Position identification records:
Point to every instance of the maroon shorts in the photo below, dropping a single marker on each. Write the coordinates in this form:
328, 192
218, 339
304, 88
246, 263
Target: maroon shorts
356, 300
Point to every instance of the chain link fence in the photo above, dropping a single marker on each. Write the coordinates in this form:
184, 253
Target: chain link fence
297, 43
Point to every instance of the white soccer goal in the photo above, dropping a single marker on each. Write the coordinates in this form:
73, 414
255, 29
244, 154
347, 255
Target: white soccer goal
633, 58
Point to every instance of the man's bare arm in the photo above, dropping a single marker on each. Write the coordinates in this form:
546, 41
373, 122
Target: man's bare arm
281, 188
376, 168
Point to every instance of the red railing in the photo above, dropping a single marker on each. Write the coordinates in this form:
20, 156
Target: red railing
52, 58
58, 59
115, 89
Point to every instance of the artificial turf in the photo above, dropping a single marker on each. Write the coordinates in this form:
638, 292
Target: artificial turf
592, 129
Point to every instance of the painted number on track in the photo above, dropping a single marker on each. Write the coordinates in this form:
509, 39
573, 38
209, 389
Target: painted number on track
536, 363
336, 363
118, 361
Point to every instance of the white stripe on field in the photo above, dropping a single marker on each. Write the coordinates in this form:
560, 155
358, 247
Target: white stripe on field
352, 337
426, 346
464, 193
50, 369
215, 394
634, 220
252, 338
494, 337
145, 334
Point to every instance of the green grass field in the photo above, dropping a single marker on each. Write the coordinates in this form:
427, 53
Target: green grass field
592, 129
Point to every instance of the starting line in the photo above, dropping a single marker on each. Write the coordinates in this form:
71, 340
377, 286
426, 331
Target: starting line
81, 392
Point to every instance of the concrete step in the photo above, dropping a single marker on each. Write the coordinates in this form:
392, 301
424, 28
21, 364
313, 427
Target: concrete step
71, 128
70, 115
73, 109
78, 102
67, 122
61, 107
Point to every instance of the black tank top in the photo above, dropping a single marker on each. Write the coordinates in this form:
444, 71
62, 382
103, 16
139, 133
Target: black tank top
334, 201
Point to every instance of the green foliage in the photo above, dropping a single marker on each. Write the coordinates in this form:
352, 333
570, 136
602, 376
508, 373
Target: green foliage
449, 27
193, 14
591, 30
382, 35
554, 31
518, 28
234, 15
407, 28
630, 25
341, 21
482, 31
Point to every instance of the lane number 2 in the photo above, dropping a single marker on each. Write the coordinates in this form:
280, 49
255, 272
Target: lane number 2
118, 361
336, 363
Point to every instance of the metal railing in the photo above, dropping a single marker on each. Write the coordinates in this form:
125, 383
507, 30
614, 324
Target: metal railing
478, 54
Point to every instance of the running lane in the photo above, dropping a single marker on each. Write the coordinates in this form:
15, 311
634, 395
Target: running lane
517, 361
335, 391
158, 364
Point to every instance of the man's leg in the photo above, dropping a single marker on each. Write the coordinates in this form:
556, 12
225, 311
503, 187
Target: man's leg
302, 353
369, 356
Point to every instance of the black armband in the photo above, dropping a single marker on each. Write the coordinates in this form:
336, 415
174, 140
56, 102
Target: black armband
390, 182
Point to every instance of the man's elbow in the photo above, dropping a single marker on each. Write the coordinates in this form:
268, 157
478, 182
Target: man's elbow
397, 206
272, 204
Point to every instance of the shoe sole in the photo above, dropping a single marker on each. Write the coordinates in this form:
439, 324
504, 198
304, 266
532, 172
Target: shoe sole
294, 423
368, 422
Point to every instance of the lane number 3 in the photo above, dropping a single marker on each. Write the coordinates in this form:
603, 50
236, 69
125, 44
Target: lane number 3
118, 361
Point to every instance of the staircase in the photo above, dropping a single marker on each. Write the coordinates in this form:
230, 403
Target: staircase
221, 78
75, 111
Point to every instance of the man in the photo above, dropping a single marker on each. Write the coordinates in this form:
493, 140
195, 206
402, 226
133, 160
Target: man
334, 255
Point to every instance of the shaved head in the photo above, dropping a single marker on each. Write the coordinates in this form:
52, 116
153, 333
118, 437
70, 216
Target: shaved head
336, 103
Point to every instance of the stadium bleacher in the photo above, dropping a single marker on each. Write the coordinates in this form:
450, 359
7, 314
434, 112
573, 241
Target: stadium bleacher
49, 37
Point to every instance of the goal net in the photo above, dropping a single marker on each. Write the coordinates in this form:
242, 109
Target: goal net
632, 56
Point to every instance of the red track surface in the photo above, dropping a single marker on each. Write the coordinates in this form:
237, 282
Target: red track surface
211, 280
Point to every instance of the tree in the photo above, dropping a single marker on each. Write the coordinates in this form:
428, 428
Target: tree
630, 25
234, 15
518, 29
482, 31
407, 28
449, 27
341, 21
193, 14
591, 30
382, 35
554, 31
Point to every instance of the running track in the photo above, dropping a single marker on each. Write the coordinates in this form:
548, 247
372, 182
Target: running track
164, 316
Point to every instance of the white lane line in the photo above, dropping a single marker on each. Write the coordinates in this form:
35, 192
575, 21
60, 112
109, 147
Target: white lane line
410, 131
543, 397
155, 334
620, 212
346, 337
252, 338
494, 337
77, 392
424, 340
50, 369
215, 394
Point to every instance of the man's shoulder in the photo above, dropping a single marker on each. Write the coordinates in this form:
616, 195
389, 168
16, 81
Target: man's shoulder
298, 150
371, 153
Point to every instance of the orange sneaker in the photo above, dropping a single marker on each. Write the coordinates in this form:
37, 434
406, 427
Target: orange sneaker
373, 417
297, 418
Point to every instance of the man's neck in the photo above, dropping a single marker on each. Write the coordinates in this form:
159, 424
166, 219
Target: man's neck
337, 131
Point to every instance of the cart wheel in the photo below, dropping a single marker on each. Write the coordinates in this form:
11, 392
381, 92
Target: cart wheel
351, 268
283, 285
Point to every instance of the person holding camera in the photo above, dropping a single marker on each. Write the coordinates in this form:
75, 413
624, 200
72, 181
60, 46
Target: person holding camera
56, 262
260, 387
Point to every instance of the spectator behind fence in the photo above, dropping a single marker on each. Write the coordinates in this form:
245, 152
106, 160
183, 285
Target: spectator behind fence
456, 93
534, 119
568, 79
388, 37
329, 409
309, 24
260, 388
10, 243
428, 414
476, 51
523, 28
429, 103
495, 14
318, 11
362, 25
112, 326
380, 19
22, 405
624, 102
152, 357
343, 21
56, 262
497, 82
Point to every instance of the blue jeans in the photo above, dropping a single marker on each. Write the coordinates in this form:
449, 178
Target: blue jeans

● JOB:
Quote the data in full, keeping each word unchanged.

● OUTPUT FOR THIS TASK:
Point to every instance of the maroon shorts in the photo below, dropping a single marker on each. Write the coordinates in this form:
328, 192
218, 339
304, 88
246, 263
Target: maroon shorts
356, 300
Point to every instance of the chain link fence in the photo above, dropping a single marker on each. Write the coordinates in this form:
184, 253
Target: chain link fence
297, 43
Point to every instance of the white soccer goal in the photo above, dropping a single marker on each. Write the coordinates in this form:
73, 414
255, 29
244, 154
347, 255
Target: white soccer goal
633, 58
Point to every instance of the man's bare arm in the photo above, dropping a single marker on each. Write the coordinates in this form:
546, 41
373, 122
Target: man's bare arm
281, 188
376, 168
Point to every instance of the red railing in the photo above, dropping a single marker on each. Write the coordinates in this form:
20, 156
Target: red railing
52, 58
58, 59
115, 89
Point to every instance of the artificial turf in the photo above, dropping a single marker on each. Write the coordinates in this form:
638, 292
Target: artificial turf
592, 129
Point to every instance of the painted number on track in the photo above, dropping a single marker on each. Write the coordinates in this form:
509, 39
573, 38
209, 389
Target: painted number on track
536, 363
336, 363
118, 361
Point to every instance of the white stripe on field in the photo above, dropping a single marker on each. Write the coordinates in this form:
560, 155
358, 247
Target: white stripe on field
352, 337
426, 346
464, 193
50, 369
215, 394
634, 220
252, 338
494, 337
145, 334
Point to every instance of the green grass field in the photo above, dropping a single marker on each. Write the coordinates in this form:
427, 53
Target: green grass field
592, 129
Point to every instance of the starting line in the photo above, dropping a single marker on each. Write the coordinates in this form:
71, 340
377, 286
426, 331
Target: starting line
81, 392
Point to every instance of the concrete step in the photo above, dropping a single marker on each. Write the coordinates in this form:
392, 301
424, 28
21, 364
313, 427
Target: concrete step
71, 128
70, 115
73, 109
78, 102
67, 122
61, 107
Point to every instance of the black tank top in the photo above, dropping a single marker on each. Write the coordinates in this form:
444, 71
62, 382
103, 16
139, 133
Target: black tank top
334, 201
Point to every instance of the green foliage in the photo above, dropping a single marker on each. Write the coordinates in this form:
352, 333
570, 136
602, 376
508, 373
Target: green foliage
449, 27
193, 14
591, 30
382, 35
554, 31
518, 28
234, 15
407, 28
630, 25
341, 21
482, 31
Point to every instance of the lane number 2 in the photo above, dropping a single marker on each. Write the coordinates in this form:
280, 49
255, 272
Target: lane number 2
118, 361
336, 363
Point to every instance of the metal railing in the photo above, dropping a single marker on each. Write the coordinates in this form:
125, 383
507, 30
614, 324
Target: metal railing
478, 54
Point to every instance of the running lane in the photo above, dropping a single marker on each. Write the coordinates in this form:
15, 311
634, 395
Target: running lane
517, 361
335, 391
158, 364
Point to every instance of the man's leg in the photo above, dropping a single marker on each. Write the coordinates in this form:
556, 12
225, 311
503, 187
Target: man's leg
302, 353
369, 356
Point to every instance of the black armband in the photo above, dropping a single marker on each. Write the coordinates in this form:
336, 415
174, 140
56, 102
Target: black armband
390, 182
Point to every instance of the man's elbow in the photo above, dropping a single marker on each. Write the coordinates in this form:
268, 157
478, 182
Target: man's elbow
397, 206
272, 204
Point to every instance of the shoe sole in the photo above, dropping a single marker on each. Write the coordinates in this form:
439, 324
504, 198
304, 266
532, 172
Target: shoe sole
294, 423
368, 422
Point to every instance of the lane number 3 in the photo above, dropping a single marker on each. Write the coordinates in this form:
603, 50
236, 69
125, 44
Target: lane number 3
118, 361
Point to every instance of the staircase in the photo above, dropping a single marker on each. Write the coordinates in this form:
230, 403
Target: staircase
221, 78
75, 111
Point to every instance of the man in the photo above, dropping a single marker on each. Write the coordinates in this form:
493, 140
195, 206
402, 226
133, 160
Target: man
334, 255
Point to every instance of the shaved head in the photo above, dropping a single marker on each. Write the coordinates in this form:
52, 116
153, 333
118, 437
70, 216
Target: shaved head
336, 103
Point to every instance of the stadium bleacher in the photo above, dropping a single marker on each. Write the coordinates in this form:
450, 359
7, 314
434, 112
573, 241
Target: stadium bleacher
49, 37
Point to every instance of the goal net in the photo above, dropping a single marker on each. Write the coordinates in this form:
242, 109
Target: goal net
632, 56
Point to every instance of the red track surface in the photo above, dropping a single marker on each. Write the coordinates in this form:
237, 282
Target: red track surface
211, 280
Point to every instance of the tree in the photo above, dropping a single marker on each. Write the coordinates in this form:
428, 428
Target: tree
630, 25
234, 15
518, 29
482, 31
407, 28
449, 27
341, 21
193, 14
591, 30
382, 35
554, 31
Point to every instance of the running track in the photo above, dropping a single marker on each. Write the coordinates in this form:
548, 247
372, 182
Target: running track
164, 316
Point to every instance of the white lane line in the photo above, dropping a single marker on each. Write the coordinates in this form:
35, 192
575, 21
60, 112
109, 147
Target: white lane line
410, 131
543, 397
155, 334
620, 212
346, 337
252, 338
494, 337
77, 392
424, 340
50, 369
215, 394
Point to every instance of the man's shoulder in the photo above, dropping a single marker on each. Write the coordinates in this form:
616, 195
389, 168
16, 81
Target: man's shoulder
298, 150
371, 153
Point to every instance of the orange sneaker in the photo above, dropping a single marker on each. Write the coordinates in this form:
37, 434
406, 427
Target: orange sneaker
373, 417
297, 418
Point to every instance of the man's neck in the photo above, dropping a single marker on each. Write the coordinates in this form:
159, 424
166, 219
Target: man's neck
337, 131
Point to every instance of the cart wheel in the photo below, dropping a single marker on each. Write the coordinates in this form:
11, 392
381, 92
Target: cart wheel
351, 268
283, 285
Point to every instance of the person holding camera in the photo above, dropping a single marker on each. Write the coordinates in this form:
75, 413
624, 200
72, 181
60, 46
Target: person holding camera
56, 262
260, 387
Point to every instance of the spectator behind fence in the photo above, dropping a single marker on each. Write the coordinates in this form:
245, 152
106, 160
183, 285
Target: spectator behind fence
456, 93
534, 119
568, 79
388, 37
329, 409
309, 24
260, 388
10, 243
428, 414
476, 51
523, 28
429, 103
495, 14
318, 11
362, 25
112, 326
380, 19
22, 405
624, 102
152, 357
343, 21
56, 262
497, 82
Point to every instance of the blue jeans in the photo above, dropping a single marker on each. Write the coordinates in this form:
449, 178
Target: blue jeans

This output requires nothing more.